***** TEXT TO READ *****
# OUr Zeppelin tribute band from a few years ago!



## jmaysen (Mar 10, 2008)

Featuring a 8 string Alembic and a Jimmy Page Custom Authentic Custom Shop #1.

Do you think we nailed the tone?

[video=youtube;xNdviWOiwLc]http://www.youtube.com/watch?v=xNdviWOiwLc&amp;feature=share&amp;list=UUI2VXRtmqd DqaC5b9bBPqAg[/video]


----------



## mrmatt1972 (Apr 3, 2008)

The tone is great, but the wig is fantastic!


----------



## Percy (Feb 18, 2013)

lmao sounds nothing like Zep...if you wanna be a tribute act you should at least sound like Zep...other than that good from far and far from good gl all Percy


----------



## jmaysen (Mar 10, 2008)

[video=youtube;VJgWxt1ukBM]http://www.youtube.com/watch?v=VJgWxt1ukBM[/video]

Here's what we are going for... I dunno, the overall tone and feel was pretty darn close..... And yes, no one sounds like Percy, not even Percy anymore....


----------



## zontar (Oct 25, 2007)

Yup--love thos wigs!

And no disrespect intended--as I love Dread Zeppelin, but the singer sounds more like Tortelvis than Plant...


----------



## jmaysen (Mar 10, 2008)

Mike is a natural baritone.... and does a great Elvis....


----------



## GuitarsCanada (Dec 30, 2005)

As I used to say to my kids "Did you have fun?" that's really the most important thing


----------



## jmaysen (Mar 10, 2008)

it was fun, and we'd get 2k a night.... but it was a pain to produce. lot's of gear to bring around. At one point we did a STP tribute just so we didn't have to bring so much gear. Mike was better at mimicking Scott Weiland then Percy....


----------



## jmaysen (Mar 10, 2008)

[video=youtube;Nuq6KVYG0o8]http://www.youtube.com/watch?v=Nuq6KVYG0o8[/video]


----------



## Percy (Feb 18, 2013)
***** GIVEN DATA *****
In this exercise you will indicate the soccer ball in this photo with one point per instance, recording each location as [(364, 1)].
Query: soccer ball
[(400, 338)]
*****
* TASK TO COMPLETE: According to the thread about the Zeppelin tribute band, why did the band at one point do a Stone Temple Pilots tribute? Answer in one to three sentences.

* COMPLETE ANSWER: The Zeppelin show was a pain to produce because it meant hauling a lot of gear around. The band did a Stone Temple Pilots tribute so it wouldn't have to bring so much gear.